= EXERCISE TASK 1 =
In the records below, scale every point coordinate in the answers by 2 and round to whole numbers, with halves rounded up. Rewrite every line from the line with "Note: identify the steam" through the end of the records, requests included, leaving the requests and their format samples unchanged.

CI/CD Process with GitHub Actions
Incorporating a CI/CD pipeline using GitHub Actions involves automating the build, test, and deployment processes of your applications. For this project, GitHub Actions simplifies the deployment of code and resources to Google Cloud. This automation leverages GitHub's infrastructure to trigger workflows based on events such as code pushes, ensuring that your applications are built and deployed consistently and accurately each time code changes are made.
GitHub Secrets and Configuration
Utilizing secrets in GitHub Actions is vital for maintaining security during the deployment process. Secrets allow you to store sensitive information such as API keys, passwords, and service account credentials securely. By keeping this sensitive data out of your source code, you minimize the risk of leaks and unauthorized access.
-
GCP_BUCKET_BIGDATA_FILES
- Secret used to store the name of the cloud storage
-
GCP_BUCKET_DATALAKE
- Secret used to store the name of the cloud storage
-
GCP_BUCKET_DATAPROC
- Secret used to store the name of the cloud storage
GCP_SERVICE_ACCOUNT
-
GCP_SA_KEY
- Secret used to store the value of the service account key. For this project, the default service key was used.
-
PROJECT_ID
- Secret used to store the project id value
Creating a GCP service account key
To create computing resources in any cloud, in an automated or programmatic way, it is necessary to have an access key.
In the case of GCP, we use an access key linked to a service account, for the project the default account was used.

= SOURCE RECORDS =
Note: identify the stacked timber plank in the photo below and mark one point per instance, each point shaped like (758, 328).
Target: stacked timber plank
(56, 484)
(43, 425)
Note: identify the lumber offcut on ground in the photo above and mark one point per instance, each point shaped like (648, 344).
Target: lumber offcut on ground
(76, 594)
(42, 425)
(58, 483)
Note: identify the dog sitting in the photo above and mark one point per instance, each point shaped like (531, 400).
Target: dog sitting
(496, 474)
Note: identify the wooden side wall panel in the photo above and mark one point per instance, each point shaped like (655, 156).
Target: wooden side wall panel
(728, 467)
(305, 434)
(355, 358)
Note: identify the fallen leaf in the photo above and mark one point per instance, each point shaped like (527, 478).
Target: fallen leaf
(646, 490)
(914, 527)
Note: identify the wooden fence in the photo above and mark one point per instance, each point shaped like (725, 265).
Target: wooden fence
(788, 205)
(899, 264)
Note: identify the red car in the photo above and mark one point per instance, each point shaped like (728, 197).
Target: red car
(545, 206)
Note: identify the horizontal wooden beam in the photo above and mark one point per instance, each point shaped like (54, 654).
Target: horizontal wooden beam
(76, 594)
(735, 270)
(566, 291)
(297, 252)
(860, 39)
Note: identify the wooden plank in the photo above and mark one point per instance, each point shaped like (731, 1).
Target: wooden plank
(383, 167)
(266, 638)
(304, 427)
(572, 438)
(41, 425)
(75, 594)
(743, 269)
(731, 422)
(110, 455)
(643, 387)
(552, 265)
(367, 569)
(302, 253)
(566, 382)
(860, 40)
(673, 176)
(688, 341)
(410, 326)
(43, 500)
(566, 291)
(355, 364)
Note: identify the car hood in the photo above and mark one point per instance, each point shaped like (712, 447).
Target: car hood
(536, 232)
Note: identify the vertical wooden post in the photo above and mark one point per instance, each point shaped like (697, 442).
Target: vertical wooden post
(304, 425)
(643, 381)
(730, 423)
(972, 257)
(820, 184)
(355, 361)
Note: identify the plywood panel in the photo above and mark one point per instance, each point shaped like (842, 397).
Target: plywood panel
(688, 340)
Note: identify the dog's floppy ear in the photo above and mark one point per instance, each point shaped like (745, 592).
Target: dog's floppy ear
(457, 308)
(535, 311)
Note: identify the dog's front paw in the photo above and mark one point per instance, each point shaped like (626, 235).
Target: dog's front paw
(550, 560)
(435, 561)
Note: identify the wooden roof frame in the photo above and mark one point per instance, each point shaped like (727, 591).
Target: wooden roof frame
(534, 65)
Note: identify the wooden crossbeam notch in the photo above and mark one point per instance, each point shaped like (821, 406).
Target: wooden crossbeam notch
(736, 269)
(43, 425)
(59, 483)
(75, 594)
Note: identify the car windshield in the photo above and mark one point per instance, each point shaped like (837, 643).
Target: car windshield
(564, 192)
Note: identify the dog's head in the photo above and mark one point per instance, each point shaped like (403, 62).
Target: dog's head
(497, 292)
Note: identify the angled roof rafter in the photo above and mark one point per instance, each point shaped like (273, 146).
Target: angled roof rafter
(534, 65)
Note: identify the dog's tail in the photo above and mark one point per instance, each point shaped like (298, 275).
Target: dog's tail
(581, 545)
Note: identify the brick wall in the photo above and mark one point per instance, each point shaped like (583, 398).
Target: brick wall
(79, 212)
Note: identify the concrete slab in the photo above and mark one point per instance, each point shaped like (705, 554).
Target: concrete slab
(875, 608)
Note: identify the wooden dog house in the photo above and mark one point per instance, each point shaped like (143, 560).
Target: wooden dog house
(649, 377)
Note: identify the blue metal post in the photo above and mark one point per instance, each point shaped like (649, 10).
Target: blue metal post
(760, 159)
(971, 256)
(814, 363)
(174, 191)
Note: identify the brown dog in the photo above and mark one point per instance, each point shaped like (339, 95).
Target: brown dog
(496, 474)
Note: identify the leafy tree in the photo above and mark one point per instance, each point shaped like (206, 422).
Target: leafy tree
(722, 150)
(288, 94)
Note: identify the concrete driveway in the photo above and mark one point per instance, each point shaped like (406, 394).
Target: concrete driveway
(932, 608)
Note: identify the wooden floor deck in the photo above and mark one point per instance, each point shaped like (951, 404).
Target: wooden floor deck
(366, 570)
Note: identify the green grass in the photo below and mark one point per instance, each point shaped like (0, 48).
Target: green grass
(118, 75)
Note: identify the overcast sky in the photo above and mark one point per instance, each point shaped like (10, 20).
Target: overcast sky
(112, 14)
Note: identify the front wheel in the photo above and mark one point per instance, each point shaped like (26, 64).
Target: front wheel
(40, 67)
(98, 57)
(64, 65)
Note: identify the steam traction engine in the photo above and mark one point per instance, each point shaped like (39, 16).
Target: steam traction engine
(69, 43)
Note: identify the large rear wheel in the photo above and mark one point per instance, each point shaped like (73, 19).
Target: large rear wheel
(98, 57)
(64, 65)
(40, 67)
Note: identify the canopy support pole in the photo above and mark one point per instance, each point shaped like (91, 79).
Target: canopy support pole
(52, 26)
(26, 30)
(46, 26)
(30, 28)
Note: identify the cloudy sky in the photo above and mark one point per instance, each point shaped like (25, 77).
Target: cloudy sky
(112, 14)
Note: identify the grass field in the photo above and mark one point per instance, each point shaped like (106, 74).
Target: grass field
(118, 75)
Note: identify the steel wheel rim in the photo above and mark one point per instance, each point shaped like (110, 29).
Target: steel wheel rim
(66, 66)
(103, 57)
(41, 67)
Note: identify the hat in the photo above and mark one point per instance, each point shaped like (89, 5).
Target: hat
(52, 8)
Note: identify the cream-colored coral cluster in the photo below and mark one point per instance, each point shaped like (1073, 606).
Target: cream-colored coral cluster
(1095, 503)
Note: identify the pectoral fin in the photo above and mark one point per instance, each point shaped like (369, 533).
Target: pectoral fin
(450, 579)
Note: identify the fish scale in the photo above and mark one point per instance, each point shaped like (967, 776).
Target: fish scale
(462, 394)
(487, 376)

= EXERCISE TASK 2 =
Copy the CI/CD text above word for word, from "CI/CD Process with" to "and unauthorized access.".

= CORRECT RESULT 1 =
Note: identify the steam traction engine in the photo above and mark one point per instance, each point shaped like (39, 16).
Target: steam traction engine
(138, 86)
Note: identify the large rear wheel in the photo above and mark one point per instance, each point shaped like (73, 19).
Target: large rear wheel
(196, 114)
(128, 130)
(80, 134)
Note: identify the canopy support pole in the photo above and mark one point per instance, each point shaped like (91, 79).
Target: canopy support pole
(104, 52)
(52, 60)
(92, 52)
(60, 56)
Note: identify the cloudy sky in the photo above and mark one point per instance, each point shaped like (25, 77).
Target: cloudy sky
(224, 28)
Note: identify the grass field in the photo above and mark one point per instance, each point shaped like (106, 74).
Target: grass field
(236, 150)
Note: identify the steel wheel rim in the photo above and mark one point per instance, each point shaped like (110, 29).
Target: steel wheel rim
(132, 132)
(206, 114)
(82, 134)
Note: identify the hat in the photo above and mark one point per instance, each point shaped like (89, 5).
Target: hat
(104, 16)
Note: identify the cream-colored coral cluster in the photo below and mark one point per instance, each point shaped like (1073, 606).
Target: cream-colored coral cluster
(2190, 1006)
Note: identify the pectoral fin in the photo above and mark one point per instance, each point shaped like (369, 533).
Target: pectoral fin
(900, 1158)
Note: identify the fish scale in the photo above and mark one point per instance, each point shaped like (967, 776).
Target: fish scale
(924, 788)
(974, 752)

= CORRECT RESULT 2 =
CI/CD Process with GitHub Actions
Incorporating a CI/CD pipeline using GitHub Actions involves automating the build, test, and deployment processes of your applications. For this project, GitHub Actions simplifies the deployment of code and resources to Google Cloud. This automation leverages GitHub's infrastructure to trigger workflows based on events such as code pushes, ensuring that your applications are built and deployed consistently and accurately each time code changes are made.
GitHub Secrets and Configuration
Utilizing secrets in GitHub Actions is vital for maintaining security during the deployment process. Secrets allow you to store sensitive information such as API keys, passwords, and service account credentials securely. By keeping this sensitive data out of your source code, you minimize the risk of leaks and unauthorized access.